• Document source:
---------------

Homélie pour la fête de l'Ascension, à Longeville, puis à St Hilaire de Talmont.
Si je n'étais pas croyant, il me semble que j'aurais beau jeu pour démontrer aux chrétiens que leur foi ne repose sur rien de solide. Prenez la fête de l'Ascension par exemple ; on nous dit que Jésus a été enlevé au ciel, qu'il a disparu tout à coup, qu'il est parti on ne sait où, s'asseoir à la droite de Dieu... Où ça ? Sur un nuage sans doute, dans un coin perdu du ciel...
Il paraîtrait qu'avant de disparaître, Jésus aurait accompli et terminé sa mission, qui consistait à bâtir un monde meilleur. Or, Jésus n'a-t-il pas échoué sur toute la ligne ? En effet, sur notre terre, on ne voit que conflits, injustices et affrontements, tout l'inverse de ce que Jésus souhaitait.... Comme l'a constaté le poète martiniquais Aimé Césaire : "Où que nous regardions, l'ombre gagne !"

---------------

• Matériel recueilli:
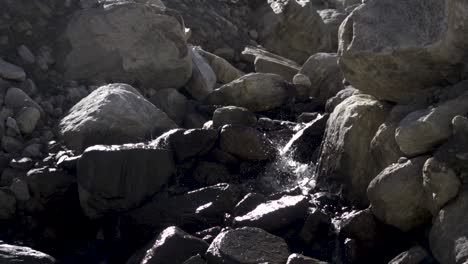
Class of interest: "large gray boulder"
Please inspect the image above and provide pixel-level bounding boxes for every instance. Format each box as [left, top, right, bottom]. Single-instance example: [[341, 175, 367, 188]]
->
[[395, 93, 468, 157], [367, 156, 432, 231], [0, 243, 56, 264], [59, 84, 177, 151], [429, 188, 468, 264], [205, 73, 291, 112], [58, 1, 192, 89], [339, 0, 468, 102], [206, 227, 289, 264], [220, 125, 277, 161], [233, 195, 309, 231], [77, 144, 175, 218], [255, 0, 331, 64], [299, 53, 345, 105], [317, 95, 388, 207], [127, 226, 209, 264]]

---------------

• Consigne 1:
Reproduisez fidèlement l'homélie sur l'Ascension, depuis « Homélie pour la » jusqu'à « perdu du ciel... ».
• Consigne 2:
D'après l'homélie sur l'Ascension, en quels lieux a-t-elle été prononcée ?

• Réponse attendue 1:
Homélie pour la fête de l'Ascension, à Longeville, puis à St Hilaire de Talmont.
Si je n'étais pas croyant, il me semble que j'aurais beau jeu pour démontrer aux chrétiens que leur foi ne repose sur rien de solide. Prenez la fête de l'Ascension par exemple ; on nous dit que Jésus a été enlevé au ciel, qu'il a disparu tout à coup, qu'il est parti on ne sait où, s'asseoir à la droite de Dieu... Où ça ? Sur un nuage sans doute, dans un coin perdu du ciel...

• Réponse attendue 2:
À Longeville, puis à St Hilaire de Talmont.